◆ **YOUR OBJECTIVE**
Retype all of the data below word for word, keeping every line unchanged.

◆ **THE DATA**
++++
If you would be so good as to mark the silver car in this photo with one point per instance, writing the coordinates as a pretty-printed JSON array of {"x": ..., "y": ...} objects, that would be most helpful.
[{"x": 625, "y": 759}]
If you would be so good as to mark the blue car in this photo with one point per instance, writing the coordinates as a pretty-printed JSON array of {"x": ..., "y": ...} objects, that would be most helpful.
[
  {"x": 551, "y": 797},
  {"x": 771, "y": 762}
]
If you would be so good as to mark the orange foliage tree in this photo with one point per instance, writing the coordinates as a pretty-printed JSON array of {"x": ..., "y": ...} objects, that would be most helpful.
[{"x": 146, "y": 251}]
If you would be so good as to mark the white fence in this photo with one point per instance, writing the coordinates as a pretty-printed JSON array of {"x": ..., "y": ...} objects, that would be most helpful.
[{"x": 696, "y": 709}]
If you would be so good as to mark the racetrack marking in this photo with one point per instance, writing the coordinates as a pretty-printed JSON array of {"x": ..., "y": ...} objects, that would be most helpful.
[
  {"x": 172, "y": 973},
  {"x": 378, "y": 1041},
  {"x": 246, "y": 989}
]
++++
◆ **FINISHED TASK**
If you would be so good as to mark the silver car in this photo with one point per instance, writing the coordinates as a pretty-printed JSON array of {"x": ..., "y": ...} objects, that would be most helpful.
[{"x": 625, "y": 759}]
If you would be so good as to mark the blue car in this photo with one point per instance, writing the coordinates as a pretty-printed JSON array of {"x": ..., "y": ...} objects, that would be most helpful.
[
  {"x": 551, "y": 797},
  {"x": 771, "y": 762}
]
If you would be so good as to mark the orange foliage tree in this photo with one point per instance, writing the coordinates as a pretty-printed JSON array of {"x": ..., "y": ...} objects, that would be most helpful.
[{"x": 146, "y": 251}]
If you would be so good as to mark the white fence in this photo with one point per instance, writing the coordinates as a pretty-printed JSON array of {"x": ..., "y": ...} objects, that would be most helpful.
[{"x": 696, "y": 709}]
If you would be so good as to mark the racetrack marking in this photo with one point per instance, writing the coordinates as a pretty-printed JSON array of {"x": ..., "y": ...} objects, that would be most helpful.
[
  {"x": 172, "y": 973},
  {"x": 378, "y": 1041},
  {"x": 246, "y": 989}
]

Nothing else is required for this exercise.